OBJECTIF ÉNONCÉ: Rédigez la suite de la tribune sur le golf et le mental, en reprenant juste après sa dernière phrase.

EXTRAIT FOURNI:
--------------------------------

Par Sandrine Vialle-Lenoël, Psychanalyste et Golfeuse
Pour illustrer cette tribune, nous ne pouvions pas échapper aux œuvres de Loyal Bud Chapman qui à travers ses peintures a imaginé le monde impitoyable, infernal, pénalisant du golf. Bud a aujourd’hui 97 ans et continue ses peintures dont il a dévoilé les plus récentes à Orlando au dernier PGA Show en janvier. Sa première expérience avec le golf fut sur un parcours du Minnesota où il travailla comme caddie à l’âge de 12 ans. Son chef d’oeuvre s’appelle « Infamous Golf Holes » dont nous vous proposons une sélection. Il est toujours possible d’en acheter sur Internet.
L’approche mentale est venue depuis quelques années recouvrir la pratique et l’enseignement du golf, à nous en faire presque oublier l’ampleur de la technicité et du travail nécessaire pour arriver au plus haut niveau. Il est même établi aujourd’hui un pourcentage, une croyance scientifique, faisant office de référence : le golf c’est 90% de mental, valable pour tous.

--------------------------------

Données extraites
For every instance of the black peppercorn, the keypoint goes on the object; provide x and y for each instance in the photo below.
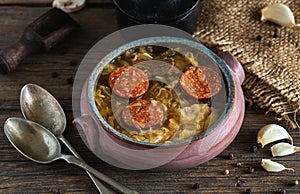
(196, 186)
(259, 37)
(230, 156)
(62, 50)
(276, 34)
(238, 164)
(72, 63)
(296, 182)
(70, 80)
(254, 149)
(54, 74)
(250, 170)
(283, 191)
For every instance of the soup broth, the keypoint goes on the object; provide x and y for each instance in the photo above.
(175, 97)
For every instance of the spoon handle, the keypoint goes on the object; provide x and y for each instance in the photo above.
(101, 188)
(75, 161)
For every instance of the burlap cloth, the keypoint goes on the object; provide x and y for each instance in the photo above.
(272, 65)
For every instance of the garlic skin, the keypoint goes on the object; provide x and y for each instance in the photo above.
(283, 149)
(279, 14)
(69, 6)
(272, 166)
(271, 133)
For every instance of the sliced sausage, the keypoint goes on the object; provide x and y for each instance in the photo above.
(129, 82)
(143, 114)
(201, 82)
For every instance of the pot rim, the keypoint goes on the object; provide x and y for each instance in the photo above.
(164, 19)
(96, 72)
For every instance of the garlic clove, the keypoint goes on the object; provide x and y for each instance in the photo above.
(271, 133)
(283, 149)
(279, 14)
(272, 166)
(69, 6)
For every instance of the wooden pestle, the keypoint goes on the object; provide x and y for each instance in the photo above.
(39, 36)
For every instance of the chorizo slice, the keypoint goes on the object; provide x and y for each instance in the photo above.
(201, 82)
(143, 114)
(129, 82)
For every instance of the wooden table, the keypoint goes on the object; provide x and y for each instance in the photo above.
(98, 19)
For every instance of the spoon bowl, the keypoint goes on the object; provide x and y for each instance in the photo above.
(32, 140)
(38, 105)
(38, 144)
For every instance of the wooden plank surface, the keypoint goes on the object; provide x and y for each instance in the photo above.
(46, 2)
(19, 175)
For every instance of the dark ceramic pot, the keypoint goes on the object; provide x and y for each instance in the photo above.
(181, 14)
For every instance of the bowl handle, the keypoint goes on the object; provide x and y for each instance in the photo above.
(234, 65)
(87, 124)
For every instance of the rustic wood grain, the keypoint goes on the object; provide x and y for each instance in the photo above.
(19, 175)
(45, 2)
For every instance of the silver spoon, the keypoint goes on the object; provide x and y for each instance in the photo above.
(40, 145)
(38, 105)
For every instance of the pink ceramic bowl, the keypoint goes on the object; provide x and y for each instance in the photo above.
(121, 151)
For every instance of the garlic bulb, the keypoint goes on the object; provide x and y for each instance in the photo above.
(271, 133)
(69, 6)
(272, 166)
(279, 14)
(283, 149)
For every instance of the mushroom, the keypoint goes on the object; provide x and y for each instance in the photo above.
(69, 6)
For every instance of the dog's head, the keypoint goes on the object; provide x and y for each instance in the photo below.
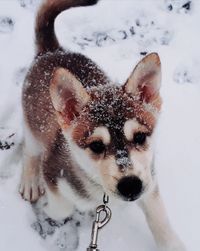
(110, 128)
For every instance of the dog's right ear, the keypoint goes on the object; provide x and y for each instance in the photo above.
(68, 96)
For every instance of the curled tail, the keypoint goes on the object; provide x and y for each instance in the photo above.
(45, 35)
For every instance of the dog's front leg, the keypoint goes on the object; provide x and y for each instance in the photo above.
(154, 210)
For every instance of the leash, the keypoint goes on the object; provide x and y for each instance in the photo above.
(100, 222)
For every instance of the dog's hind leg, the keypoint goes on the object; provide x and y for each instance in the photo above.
(154, 210)
(31, 187)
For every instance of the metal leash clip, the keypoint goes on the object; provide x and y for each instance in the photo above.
(99, 222)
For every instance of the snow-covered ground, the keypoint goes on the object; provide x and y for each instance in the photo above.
(115, 34)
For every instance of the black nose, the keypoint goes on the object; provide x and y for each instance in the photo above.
(130, 187)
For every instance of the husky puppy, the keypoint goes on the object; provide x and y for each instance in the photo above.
(85, 135)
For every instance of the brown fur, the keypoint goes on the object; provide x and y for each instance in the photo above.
(108, 105)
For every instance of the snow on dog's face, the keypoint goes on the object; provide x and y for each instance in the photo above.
(110, 129)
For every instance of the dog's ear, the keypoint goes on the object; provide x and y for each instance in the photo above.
(145, 79)
(68, 96)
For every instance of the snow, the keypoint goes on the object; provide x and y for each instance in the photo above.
(115, 35)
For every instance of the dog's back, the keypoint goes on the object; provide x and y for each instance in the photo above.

--------------------------------

CORRIGÉ DE L'EXERCICE:
L’apport et les limites des techniques mentales
Le golf ne peut donc plus faire l’impasse sur une approche d’enseignement exclusivement technique et physique.
Un mental fort, voire d’acier, est nécessaire pour atteindre l’excellence. La plupart des approches sont centrées sur un triaire cognition-émotion-concentration dont la pratique se fonde sur la maitrise de ce qui est maitrisable. Ces pratiques orientent le joueur vers un ensemble de processus mentaux, qui se rapportent aux fonctions de l’intelligence, de la résolution de problème, de la prise de décision, de la perception, de l’attention, de la gestion des émotions…
L’ensemble des actions proposées permettent donc de produire un plus grand contrôle, afin d’obtenir un plus grand relâchement des tensions du corps et du mental, une plus grande maitrise des émotions, la transformation des pensées négatives en pensées positives et la suppression des pensées parasites. Visualisation, routine, répétition vont apporter un contrôle des pensées, afin de diminuer les interférences cérébrales avec l’exécution de chaque coup. Mais voilà̀, le golfeur peut utiliser et maitriser toutes les techniques mentales, il existe une part de lui-même qui reste immaîtrisable et rebelle, qui ne peut pas obéir à l’injonction de ces diverses pratiques et va à l’encontre de sa volonté de gagner.
Et l’Inconscient dans tout ça, mon cher Watson (Tom ou Bubba) ?
Cet endroit, visible dans son expression et obscure dans son fonctionnement, est l’Inconscient du golfeur.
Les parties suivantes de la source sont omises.